→ **IHRE AUFGABE**
Geben Sie sämtliche folgenden Datensätze als Markdown-Tabelle mit den Spalten „Nummer“ und „Zeile“ wieder, wobei jede nicht leere Zeile eine fortlaufende Nummer erhält. Lassen Sie die Bilder in Ihrer Antwort weg.

════════════════════

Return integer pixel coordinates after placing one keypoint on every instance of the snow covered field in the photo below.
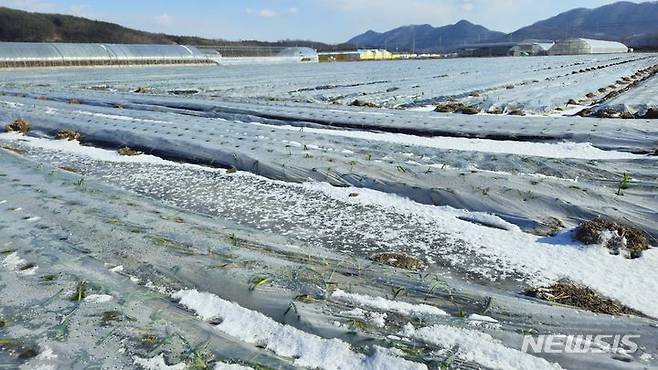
(244, 235)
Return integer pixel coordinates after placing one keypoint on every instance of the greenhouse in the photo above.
(307, 55)
(25, 54)
(587, 46)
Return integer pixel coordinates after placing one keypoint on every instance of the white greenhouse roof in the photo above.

════════════════════

→ **DAS ERGEBNIS**
| Nummer | Zeile |
|---|---|
| 1 | Return integer pixel coordinates after placing one keypoint on every instance of the snow covered field in the photo below. |
| 2 | (244, 235) |
| 3 | Return integer pixel coordinates after placing one keypoint on every instance of the greenhouse in the photo above. |
| 4 | (307, 55) |
| 5 | (25, 54) |
| 6 | (587, 46) |
| 7 | Return integer pixel coordinates after placing one keypoint on every instance of the white greenhouse roof in the photo above. |